Resuming grid sweep does not launch missing runs #1787

ExpectationMax · 2021-02-01T21:19:35Z

Describe the bug
After removing some runs from a completed grid sweep and resuming the sweep, no new runs are passed to the agents and the sweep goes back into the complete state.

This is in contrast to the documentation which describes that the missing configurations will be launched when the sweep is resumed: https://docs.wandb.ai/sweeps/faq#rerun-grid-search

To Reproduce
Steps to reproduce the behavior:

Create a sweep for example:

method: grid
parameters:
  batch_size:
    values:
    - 20
program: train.py

Launch an agents for the sweep
Remove the entry of the run when completed
Resume the sweep
Launch a new agent to run the missing sweep
Wandb agent will give the following output

wandb: Starting wandb agent :sleuth_or_spy:
2021-02-01 21:32:51,562 - wandb.wandb_agent - INFO - Running runs: []
2021-02-01 21:32:51,915 - wandb.wandb_agent - INFO - Agent received command: exit
2021-02-01 21:32:51,915 - wandb.wandb_agent - INFO - Received exit command. Killing runs and quitting.
wandb: Terminating and syncing runs. Press ctrl-c to kill.

The state of the sweep will go back to completed

Expected behavior
The missing sweep should be run by the agent after it has been deleted from the sweep.

DATASET RECORDS.

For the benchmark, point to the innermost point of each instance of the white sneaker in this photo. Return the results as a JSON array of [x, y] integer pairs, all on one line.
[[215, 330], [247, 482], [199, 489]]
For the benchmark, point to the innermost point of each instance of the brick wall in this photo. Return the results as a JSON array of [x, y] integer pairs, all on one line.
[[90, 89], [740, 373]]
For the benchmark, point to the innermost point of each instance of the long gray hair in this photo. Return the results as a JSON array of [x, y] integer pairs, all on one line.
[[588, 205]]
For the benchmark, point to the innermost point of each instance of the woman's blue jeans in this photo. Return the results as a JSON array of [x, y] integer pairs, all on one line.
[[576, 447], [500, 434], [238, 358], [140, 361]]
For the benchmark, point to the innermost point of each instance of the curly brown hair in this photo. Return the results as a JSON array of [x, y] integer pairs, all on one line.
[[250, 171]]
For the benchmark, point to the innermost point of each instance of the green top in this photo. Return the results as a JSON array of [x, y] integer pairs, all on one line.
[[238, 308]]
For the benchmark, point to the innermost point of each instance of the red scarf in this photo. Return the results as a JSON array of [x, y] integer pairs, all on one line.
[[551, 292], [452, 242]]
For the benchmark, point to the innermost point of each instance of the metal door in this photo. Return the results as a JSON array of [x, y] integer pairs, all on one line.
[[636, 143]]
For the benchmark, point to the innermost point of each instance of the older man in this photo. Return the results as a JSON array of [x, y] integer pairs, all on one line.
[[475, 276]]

* * *

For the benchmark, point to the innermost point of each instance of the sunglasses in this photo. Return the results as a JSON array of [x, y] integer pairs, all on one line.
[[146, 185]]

WHAT TO WORK ON.
1. Report how many lines of the records contain the string "woman". Give only the number.
2. Resume the bug report on resuming a grid sweep, starting after its last sentence.
The bug report and the records are independent of each other.

ANSWERS GIVEN.
1. 1

2.
The text was updated successfully, but these errors were encountered:

ariG23498 · 2021-02-04T07:46:03Z

Hey @ExpectationMax
I tried reproducing the issue and these are my observations 👇

Code

I have tried out with a very basic example to showcase the features of resuming the grid sweep.
train.py

import wandb

# Set up your default hyperparameters before wandb.init
# so they get properly set in the sweep
hyperparameter_defaults = {
    'epoch':2
}

# Pass your defaults to wandb.init
wandb.init(config=hyperparameter_defaults)
config = wandb.config

# Log metrics inside your training loop
metrics = {'custom_metric': config["epoch"]/2}
wandb.log(metrics)

sweeps.yaml

program: train.py
method: grid
metric:
  name: custom_metric
  goal: minimize
parameters:
  epoch:
    values:
      - 2
      - 4

Steps

With both the train.py and sweeps.yaml at hand, I ran the sweep with the command $ wandb sweep sweeps.yaml
This gives me a command to run the sweep agent.
After I run the agent for the sweep my dashboard looks like this

Here we can see that both the runs have been logged with epoch values 2 and 4.
After the agent terminates, I do a ctrl-c in the terminal to close the sweep.
I go into the dashboard and delete the run that I want my agent to resume.

Here one can see that the first run has been deleted.
After the run has been deleted, I go into the control-page of the sweep and click on the resume button.
With the resume button clicked, I run the same sweep agent again from the terminal.
After the process terminates this is how my dashboard looks

I think the detailed walkthrough would make it feasible for you to combat your issues. Feel free to write in if this does not help you.

jvlmdr · 2022-06-14T07:28:44Z

When following these instructions, I did not see a "Resume" button on the sweep control page. There was only Pause / Unpause. I tried pausing and unpausing, but the agents still refused to restart the deleted jobs.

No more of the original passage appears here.